__Excerpted passage__:
I dissolved the bentonite in about 2 cups of warm water first, then added all other ingredients except yeast & nutrient and let sit for 24 hrs. Then the yeast and nutrient were added. 

My starting SG was 1.100 on 9/19/11
I just checked it about an hour ago and it is at 1.050
I will probably rack it to my secondary tonight or tomorrow am when it reaches 1.030 ish
Then I plan to just let it sit and figure out if I will need another fining agent after sitting a month or two... 

any suggestions I am open, like I said this is only my 4th batch of wine I have tried so far and the first batch that is completely my own recipe. The others I just took bits and pieces from other recipes that I read online.


----------



## LJPelletier (Nov 26, 2011)

wineista said:


> So I am still a newbie when in comes to wine making, but thought that this would be a great idea. People use fruit puree, which is exactly what baby food is with out additives. I priced fruit puree (49 oz about $20) versus baby food (62 oz about $5) and decided to go for it!
> 
> I used Gerber tropical fruit flavor, sugar, etc to SG 1.090
> 
> ...



Gerber tropical fruit might make a good wine...

imagine using strained peas or something? lol


----------



## Minnesotamaker (Nov 26, 2011)

The best part is you can drink this wine without putting your teeth in.


----------



## Duster (Nov 27, 2011)

I think I might try this. Just a reminder for those who may have little ones around, just get the nipple on the right bottle
LOL


----------



## wineista (Dec 3, 2011)

__Data listing__:
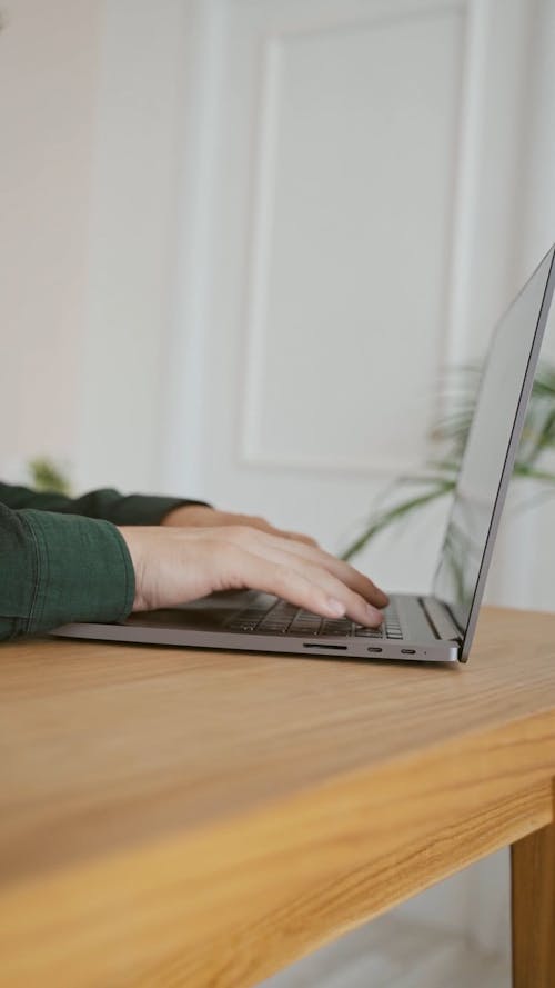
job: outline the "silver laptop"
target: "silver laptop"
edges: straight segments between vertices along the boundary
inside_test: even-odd
[[[320,618],[248,590],[131,615],[121,625],[65,625],[53,633],[296,656],[465,662],[547,322],[554,256],[555,246],[494,335],[432,595],[390,595],[377,629],[347,618]]]

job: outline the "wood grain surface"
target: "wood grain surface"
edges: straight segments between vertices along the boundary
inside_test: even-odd
[[[553,988],[555,824],[513,844],[511,877],[513,988]]]
[[[466,667],[0,649],[0,985],[249,986],[553,820],[555,617]]]

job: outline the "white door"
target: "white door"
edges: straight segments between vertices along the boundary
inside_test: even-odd
[[[524,0],[191,4],[165,486],[345,547],[517,283]],[[423,587],[416,525],[362,566]]]
[[[539,7],[189,4],[168,489],[341,550],[422,463],[442,370],[483,355],[549,246],[526,221]],[[359,565],[423,588],[438,521]],[[494,950],[506,876],[497,858],[403,908]]]

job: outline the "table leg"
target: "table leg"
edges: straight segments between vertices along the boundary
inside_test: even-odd
[[[555,822],[511,847],[513,988],[555,986]]]

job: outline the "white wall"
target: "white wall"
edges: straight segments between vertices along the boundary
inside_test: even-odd
[[[461,252],[474,260],[457,268],[453,357],[478,352],[500,308],[555,239],[555,4],[471,6],[496,11],[500,30],[513,39],[521,26],[533,30],[529,57],[518,49],[513,60],[513,113],[501,116],[483,144],[468,151],[477,154],[463,190],[473,212],[468,218],[462,210],[458,237]],[[278,16],[280,0],[274,7]],[[198,359],[215,256],[210,234],[219,248],[211,190],[228,160],[216,103],[225,70],[220,32],[230,3],[6,0],[3,8],[0,473],[14,477],[27,458],[50,453],[71,465],[79,488],[180,486],[210,496],[202,490],[195,438],[203,401]],[[480,68],[480,58],[474,64]],[[495,101],[506,78],[487,59],[486,70]],[[230,97],[236,100],[236,92]],[[473,110],[471,100],[470,112],[476,110],[487,114],[484,107]],[[522,120],[522,156],[507,166],[503,149]],[[516,219],[504,206],[512,196]],[[511,250],[497,256],[503,237]],[[194,370],[185,373],[184,362]],[[275,505],[279,511],[285,503],[279,482],[285,490],[287,477],[270,471],[261,482],[254,472],[241,482],[260,497],[262,510]],[[324,538],[346,533],[370,501],[365,476],[351,478],[353,500],[341,517],[334,508],[341,471],[305,477],[296,479],[286,510],[317,515]],[[545,537],[555,532],[553,509],[505,529],[491,597],[555,606]],[[425,532],[418,538],[426,547]],[[488,905],[485,915],[478,902]],[[441,916],[450,927],[463,921],[494,948],[506,919],[506,862],[497,857],[468,881],[453,879],[405,911]]]
[[[11,0],[0,32],[0,467],[71,458],[101,4]]]
[[[7,0],[0,32],[0,472],[160,482],[184,0]],[[8,426],[9,423],[9,426]]]

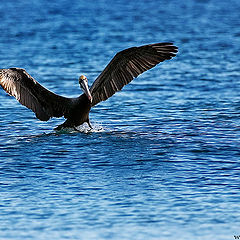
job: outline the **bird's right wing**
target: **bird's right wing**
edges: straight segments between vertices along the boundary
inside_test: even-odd
[[[176,54],[177,47],[172,43],[132,47],[117,53],[91,86],[92,106],[107,100],[135,77]]]
[[[42,121],[51,117],[67,117],[74,103],[74,99],[44,88],[21,68],[0,69],[0,85]]]

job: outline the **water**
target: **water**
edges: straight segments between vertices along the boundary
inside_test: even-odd
[[[0,91],[0,239],[240,235],[237,0],[0,3],[0,66],[78,96],[127,47],[179,54],[56,133]]]

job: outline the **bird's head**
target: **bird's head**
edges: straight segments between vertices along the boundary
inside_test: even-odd
[[[81,75],[79,77],[79,84],[80,84],[81,89],[86,94],[87,98],[89,99],[89,101],[92,103],[92,95],[88,88],[88,80],[84,75]]]

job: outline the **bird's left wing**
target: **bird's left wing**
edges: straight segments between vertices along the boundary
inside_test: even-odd
[[[117,53],[90,88],[92,106],[107,100],[135,77],[175,57],[176,53],[177,47],[172,43],[132,47]]]
[[[21,68],[0,69],[0,85],[42,121],[51,117],[67,117],[74,102],[74,99],[44,88]]]

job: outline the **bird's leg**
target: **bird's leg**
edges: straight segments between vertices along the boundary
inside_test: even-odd
[[[93,129],[93,127],[92,127],[92,125],[91,125],[89,119],[87,120],[87,124],[88,124],[88,126],[89,126],[91,129]]]

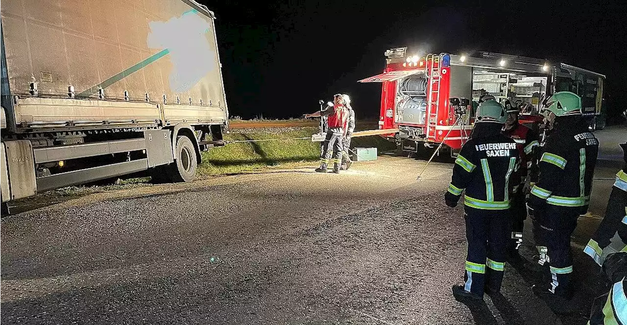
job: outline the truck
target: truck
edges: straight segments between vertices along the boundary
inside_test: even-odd
[[[442,144],[455,156],[487,94],[521,107],[522,122],[542,121],[543,100],[561,91],[581,97],[591,125],[601,113],[605,76],[564,63],[490,52],[408,55],[407,48],[385,56],[382,73],[358,82],[382,84],[379,128],[398,129],[383,136],[403,151]]]
[[[0,0],[0,201],[147,172],[224,144],[215,16],[192,0]]]

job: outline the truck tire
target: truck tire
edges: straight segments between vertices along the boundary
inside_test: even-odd
[[[172,182],[190,182],[196,178],[198,162],[194,143],[185,136],[176,137],[174,162],[167,165],[168,174]]]

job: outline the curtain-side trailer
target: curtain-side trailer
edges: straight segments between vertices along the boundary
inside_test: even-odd
[[[149,171],[194,177],[228,110],[192,0],[0,0],[0,199]],[[5,211],[6,212],[6,211]]]

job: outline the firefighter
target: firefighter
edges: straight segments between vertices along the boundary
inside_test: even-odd
[[[470,139],[455,160],[445,194],[446,205],[455,208],[466,191],[468,248],[465,282],[453,286],[458,299],[482,299],[484,291],[500,290],[510,237],[510,198],[520,181],[516,142],[501,132],[506,119],[505,109],[496,101],[479,106]]]
[[[346,102],[341,94],[333,98],[333,106],[327,107],[324,111],[318,111],[312,114],[305,114],[305,118],[327,116],[327,136],[322,144],[320,154],[320,167],[315,169],[317,172],[327,172],[327,166],[330,162],[332,153],[333,157],[333,172],[340,173],[340,164],[342,163],[342,152],[344,151],[344,136],[346,132],[348,119],[348,109]]]
[[[627,143],[621,144],[624,164],[616,174],[605,216],[584,252],[599,266],[609,282],[609,292],[593,304],[591,325],[627,325]],[[618,236],[617,236],[618,235]]]
[[[352,137],[352,132],[355,131],[355,111],[353,111],[352,106],[350,105],[350,98],[344,94],[342,95],[344,101],[346,102],[346,108],[349,110],[348,121],[346,126],[346,134],[344,136],[344,154],[342,155],[341,169],[347,170],[350,168],[352,161],[350,161],[350,156],[349,155],[349,151],[350,149],[350,138]]]
[[[609,292],[594,299],[588,325],[627,325],[627,252],[609,256],[603,271]]]
[[[507,112],[507,119],[503,129],[503,134],[514,139],[516,141],[519,154],[520,156],[520,167],[519,174],[520,179],[517,182],[519,191],[512,198],[512,208],[510,212],[512,214],[512,240],[507,248],[507,252],[515,261],[520,261],[520,256],[518,249],[522,243],[522,230],[527,219],[527,207],[525,205],[525,196],[529,192],[525,184],[529,176],[530,184],[534,184],[537,176],[529,175],[529,171],[535,170],[532,168],[534,163],[534,151],[539,145],[537,135],[529,128],[519,123],[520,111],[517,107],[512,107],[510,101],[505,101],[505,110]],[[533,174],[533,173],[532,173]]]
[[[627,143],[621,144],[624,164],[616,174],[605,216],[584,252],[599,266],[609,254],[627,251]],[[618,236],[616,235],[618,235]]]
[[[577,219],[587,211],[599,141],[581,116],[581,98],[556,92],[543,109],[553,131],[542,144],[539,176],[527,203],[534,214],[534,231],[548,249],[551,278],[536,284],[542,297],[572,297],[571,235]]]

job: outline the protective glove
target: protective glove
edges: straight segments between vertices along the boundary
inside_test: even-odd
[[[450,192],[446,192],[444,194],[444,201],[447,206],[451,208],[457,206],[457,202],[460,201],[459,196],[455,195]]]
[[[529,199],[527,201],[527,208],[531,209],[530,215],[532,216],[535,212],[544,209],[544,206],[546,204],[547,201],[545,200],[543,200],[535,195],[530,195]]]

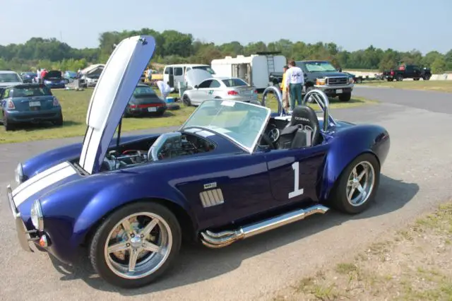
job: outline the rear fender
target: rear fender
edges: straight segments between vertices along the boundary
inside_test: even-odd
[[[320,189],[320,199],[327,200],[338,179],[347,166],[358,155],[369,153],[383,164],[388,150],[388,140],[381,140],[386,131],[379,126],[359,125],[333,134],[330,150],[326,158]],[[381,147],[381,145],[387,147]]]

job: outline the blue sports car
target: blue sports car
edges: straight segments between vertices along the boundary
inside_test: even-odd
[[[82,143],[18,164],[8,187],[18,241],[59,260],[81,249],[100,276],[148,285],[174,261],[182,240],[227,246],[334,207],[355,214],[375,197],[389,135],[377,125],[292,114],[254,103],[203,102],[178,131],[121,138],[121,119],[155,47],[151,36],[121,41],[88,110]],[[116,129],[118,129],[114,137]]]

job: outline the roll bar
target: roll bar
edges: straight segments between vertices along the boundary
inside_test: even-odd
[[[285,112],[284,108],[282,107],[282,94],[281,93],[281,90],[275,85],[270,85],[267,87],[262,93],[262,105],[263,106],[266,105],[266,100],[267,98],[267,94],[268,92],[273,91],[278,98],[278,114],[279,116],[287,116],[289,115],[288,112]],[[330,102],[328,99],[328,96],[326,94],[323,93],[323,91],[318,89],[314,89],[309,91],[304,95],[304,98],[302,100],[302,105],[307,105],[307,102],[314,102],[315,101],[317,105],[320,107],[320,108],[323,112],[323,131],[326,131],[330,124],[333,124],[336,126],[336,122],[333,118],[331,115],[330,115],[329,112],[329,107]]]

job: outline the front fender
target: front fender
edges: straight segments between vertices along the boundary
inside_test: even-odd
[[[388,131],[376,125],[355,125],[332,133],[331,148],[326,158],[320,199],[327,200],[344,169],[364,153],[374,155],[380,166],[389,151]]]
[[[187,200],[167,182],[130,172],[87,176],[42,200],[51,252],[63,261],[72,261],[87,234],[104,216],[125,204],[149,199],[182,207],[196,227],[197,221]]]

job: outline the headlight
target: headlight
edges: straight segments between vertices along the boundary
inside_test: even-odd
[[[317,78],[316,85],[325,85],[326,80],[325,78]]]
[[[22,180],[23,179],[23,170],[22,168],[22,163],[19,163],[16,168],[15,172],[16,182],[18,184],[20,184],[22,183]]]
[[[39,231],[44,231],[44,218],[42,210],[41,209],[41,202],[39,200],[35,200],[33,202],[30,211],[30,216],[35,228]]]

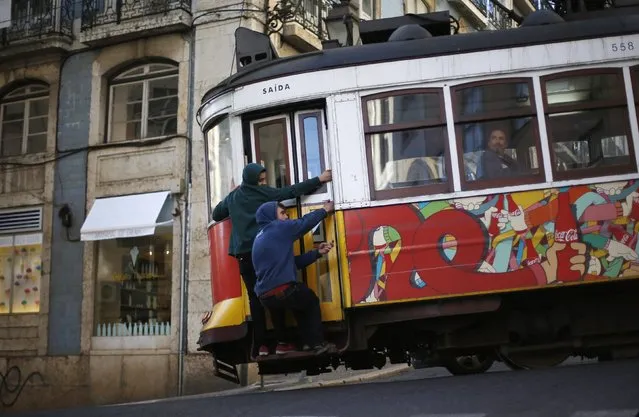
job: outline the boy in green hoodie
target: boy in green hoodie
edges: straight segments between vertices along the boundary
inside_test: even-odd
[[[231,217],[233,225],[229,243],[229,255],[237,258],[240,274],[249,296],[249,306],[253,319],[253,348],[251,355],[269,353],[266,346],[266,315],[264,307],[255,294],[257,277],[251,250],[253,241],[259,232],[255,213],[268,201],[284,201],[312,194],[318,188],[333,179],[331,170],[324,171],[319,177],[283,188],[266,185],[266,168],[260,164],[248,164],[242,172],[242,184],[220,201],[213,210],[213,220],[221,221]],[[257,349],[257,351],[256,351]]]

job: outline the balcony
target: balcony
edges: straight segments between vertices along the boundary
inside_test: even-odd
[[[190,0],[81,0],[80,42],[105,45],[191,27]]]
[[[540,0],[513,0],[513,6],[521,16],[528,16],[537,10],[537,4]]]
[[[298,51],[317,51],[328,39],[324,18],[331,7],[330,0],[280,0],[269,12],[269,26]]]
[[[486,14],[488,15],[488,23],[490,23],[490,25],[494,29],[510,29],[513,26],[513,21],[508,17],[508,14],[499,7],[492,4],[490,0],[488,3]]]
[[[460,14],[477,29],[483,29],[488,24],[487,8],[490,0],[449,0],[456,6]]]
[[[0,61],[68,50],[73,39],[73,6],[74,0],[14,0],[11,26],[0,29]]]

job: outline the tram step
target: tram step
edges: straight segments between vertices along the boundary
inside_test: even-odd
[[[213,363],[215,365],[215,376],[240,385],[240,376],[236,365],[230,365],[217,358],[213,358]]]

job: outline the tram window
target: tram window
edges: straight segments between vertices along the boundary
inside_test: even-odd
[[[542,181],[531,80],[488,81],[453,91],[462,187]]]
[[[257,123],[254,129],[257,162],[266,168],[268,185],[277,188],[291,185],[286,119]]]
[[[317,177],[324,172],[324,141],[320,112],[302,113],[298,116],[302,148],[303,180]],[[326,192],[326,184],[319,190]]]
[[[639,122],[639,65],[630,69],[630,79],[632,80],[632,95],[635,97],[637,122]]]
[[[621,69],[553,74],[542,86],[557,179],[636,169]]]
[[[364,108],[374,199],[450,190],[441,90],[365,97]]]
[[[228,117],[206,132],[206,155],[209,204],[211,212],[215,206],[234,188],[233,143]]]

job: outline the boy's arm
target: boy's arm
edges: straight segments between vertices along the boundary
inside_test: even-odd
[[[273,188],[265,187],[269,200],[284,201],[291,198],[298,198],[306,194],[310,194],[322,185],[319,177],[311,178],[288,187]]]
[[[323,208],[311,211],[303,216],[301,219],[287,220],[284,222],[288,228],[289,234],[295,239],[299,239],[304,236],[315,225],[324,220],[328,215]]]
[[[297,255],[295,257],[295,266],[297,269],[303,269],[321,258],[322,255],[319,253],[317,249],[313,249],[312,251],[308,251],[303,255]]]
[[[226,199],[228,196],[224,197],[224,200],[217,203],[217,206],[213,209],[213,220],[219,222],[220,220],[224,220],[229,217],[229,205]]]

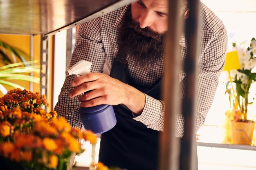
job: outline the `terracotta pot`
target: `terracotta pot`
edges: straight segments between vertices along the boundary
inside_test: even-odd
[[[233,144],[252,145],[255,123],[231,122]]]

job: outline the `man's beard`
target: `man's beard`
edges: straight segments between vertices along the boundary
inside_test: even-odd
[[[126,66],[128,62],[132,62],[144,68],[162,63],[164,33],[158,33],[148,27],[140,28],[139,23],[132,18],[130,5],[124,15],[120,26],[117,40],[118,61]]]

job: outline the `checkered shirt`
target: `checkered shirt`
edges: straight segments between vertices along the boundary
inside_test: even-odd
[[[92,63],[92,72],[109,75],[114,60],[118,51],[117,34],[122,17],[127,6],[117,9],[99,18],[82,24],[77,33],[76,46],[70,66],[81,60]],[[200,11],[200,49],[198,57],[200,71],[197,88],[196,123],[195,131],[204,124],[214,97],[220,74],[225,61],[227,44],[226,29],[220,21],[208,7],[201,4]],[[182,57],[186,56],[186,44],[185,36],[181,36]],[[164,64],[156,65],[150,70],[145,71],[128,63],[130,76],[134,84],[148,88],[162,76]],[[185,75],[180,74],[181,96],[184,93]],[[77,97],[70,98],[68,92],[73,88],[70,86],[74,76],[67,76],[59,95],[56,110],[60,116],[66,118],[72,127],[83,128],[79,113],[80,102]],[[164,102],[146,94],[146,104],[141,115],[133,119],[150,128],[162,131],[164,117]],[[175,135],[183,135],[184,120],[178,116],[176,121]]]

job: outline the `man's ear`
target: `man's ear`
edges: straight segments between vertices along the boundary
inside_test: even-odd
[[[188,9],[185,12],[185,13],[184,14],[184,18],[185,19],[187,19],[188,17],[189,17],[189,9]]]

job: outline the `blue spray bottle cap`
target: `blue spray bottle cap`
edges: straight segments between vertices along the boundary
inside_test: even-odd
[[[66,71],[67,75],[75,75],[76,77],[90,73],[92,63],[81,60]],[[113,128],[117,124],[113,106],[100,105],[93,107],[80,107],[79,114],[85,129],[96,134],[101,134]]]

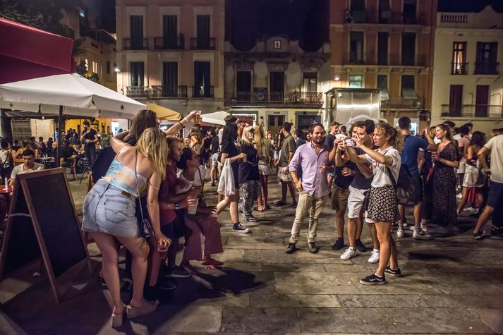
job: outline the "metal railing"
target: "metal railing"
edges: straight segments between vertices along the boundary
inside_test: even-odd
[[[462,104],[442,105],[441,116],[468,118],[503,118],[503,105]]]
[[[213,86],[193,86],[192,97],[193,98],[212,98]]]
[[[214,50],[215,39],[195,37],[190,39],[190,50]]]
[[[320,106],[322,104],[322,95],[320,92],[294,91],[237,91],[236,102],[243,104],[281,104],[289,105]]]
[[[183,34],[178,36],[163,36],[154,39],[154,48],[156,50],[183,49],[185,47]]]
[[[125,38],[124,50],[148,50],[147,38]]]
[[[452,75],[467,75],[468,63],[451,63]]]
[[[424,108],[424,99],[406,99],[404,97],[389,97],[388,100],[381,101],[381,109],[421,109]]]
[[[152,85],[152,97],[185,99],[187,97],[187,86]]]
[[[145,97],[148,95],[148,86],[126,86],[126,95],[131,97]]]
[[[499,63],[475,63],[474,75],[498,75],[499,74]]]

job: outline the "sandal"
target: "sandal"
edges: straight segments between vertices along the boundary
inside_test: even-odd
[[[157,308],[157,305],[159,305],[159,302],[157,300],[147,301],[147,305],[143,307],[134,307],[131,305],[128,305],[126,307],[126,314],[128,316],[128,319],[133,319],[135,317],[152,313],[156,310],[156,308]]]
[[[126,313],[126,305],[123,305],[123,308],[121,314],[115,314],[114,312],[111,312],[111,327],[112,328],[117,328],[122,326],[122,322],[124,321],[124,313]]]
[[[217,266],[222,266],[224,265],[223,262],[220,262],[217,260],[214,260],[213,258],[210,258],[208,260],[206,260],[203,262],[201,263],[202,265],[217,265]]]

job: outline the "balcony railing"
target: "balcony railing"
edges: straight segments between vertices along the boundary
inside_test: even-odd
[[[190,50],[214,50],[214,38],[191,38]]]
[[[468,63],[451,63],[452,75],[467,75]]]
[[[416,13],[416,15],[404,15],[403,13],[383,11],[357,12],[356,16],[346,18],[346,23],[382,23],[388,25],[420,25],[426,23],[425,14]]]
[[[187,86],[152,85],[152,97],[156,98],[185,99],[187,97]]]
[[[404,97],[389,97],[388,100],[381,102],[381,109],[422,109],[424,108],[424,99],[406,99]]]
[[[126,86],[126,95],[131,97],[146,97],[148,86]]]
[[[125,38],[124,50],[148,50],[147,38]]]
[[[236,102],[241,104],[279,104],[318,106],[323,103],[322,95],[320,92],[237,91],[235,100]]]
[[[156,50],[183,49],[185,47],[183,34],[178,36],[164,36],[154,39],[154,47]]]
[[[498,104],[463,104],[442,105],[441,116],[466,118],[503,118],[503,105]]]
[[[213,86],[193,86],[192,97],[194,98],[212,98]]]
[[[475,63],[475,75],[498,75],[499,63]]]
[[[402,59],[399,54],[392,54],[389,55],[389,61],[387,64],[379,64],[375,55],[372,55],[371,59],[360,59],[356,57],[347,56],[346,65],[388,65],[389,66],[425,66],[426,65],[426,55],[420,54],[416,56],[416,59]]]

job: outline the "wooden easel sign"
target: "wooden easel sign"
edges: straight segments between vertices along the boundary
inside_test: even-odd
[[[66,292],[57,278],[87,262],[78,216],[65,170],[16,176],[0,255],[0,280],[42,256],[56,301]]]

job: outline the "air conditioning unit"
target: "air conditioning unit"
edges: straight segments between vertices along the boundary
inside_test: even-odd
[[[420,100],[413,100],[412,102],[411,103],[411,106],[413,108],[420,108],[421,107],[421,102],[420,102]]]

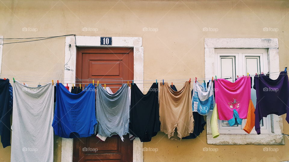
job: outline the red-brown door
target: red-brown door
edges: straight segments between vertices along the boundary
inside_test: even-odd
[[[76,60],[77,82],[85,84],[94,80],[95,83],[106,84],[109,87],[120,87],[133,78],[133,49],[124,48],[79,48]],[[101,80],[107,80],[101,81]],[[131,82],[130,82],[130,83]],[[103,86],[104,86],[103,84]],[[79,85],[77,85],[78,86]],[[111,88],[114,93],[119,88]],[[107,138],[105,142],[93,135],[73,139],[73,161],[132,161],[132,141],[128,135],[122,142],[118,136]]]

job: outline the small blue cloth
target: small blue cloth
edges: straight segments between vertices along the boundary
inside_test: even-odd
[[[67,138],[81,138],[94,134],[95,89],[89,84],[78,94],[71,93],[61,83],[56,85],[56,102],[52,126],[55,134]]]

__Exercise details__: Please resume the forum thread about making wine from baby food, picking up right after its last line. The data has no connection to the forum thread about making wine from baby food.

__The answer__:
If you do try this wine, I would use less baby food... I ended up with a ton of lees and not much wine. Other than that it turned out well!


----------



## snowgirl812001 (Aug 14, 2012)

That sounds awesome!! I have leftover babyfood as well, and am just getting into this wine making stuff. I haven't made any yet, still researching to learn more first, but this is a great idea. So, how much babyfood would you say to use then?


----------



## cohenhouse77 (Dec 12, 2012)

How did the flavor fare? Did it stay close to the original? I remember eating Gerber Chiquita Banana as a snack when I was 18 because that stuff is SO GOOD! You might be on to something here!


----------



## JohnT (Dec 13, 2012)

Not to be critical, but I do have one question... 


*WHY??????*


----------



## ks810 (May 2, 2013)

What about using it to backsweeten? I would think that it cut down on the lees. Not too sure how hard it would be to clear, though.


----------



## JohnT (May 2, 2013)

Again, not to be too critical, but WHY???

I would not eat baby food let alone drink it!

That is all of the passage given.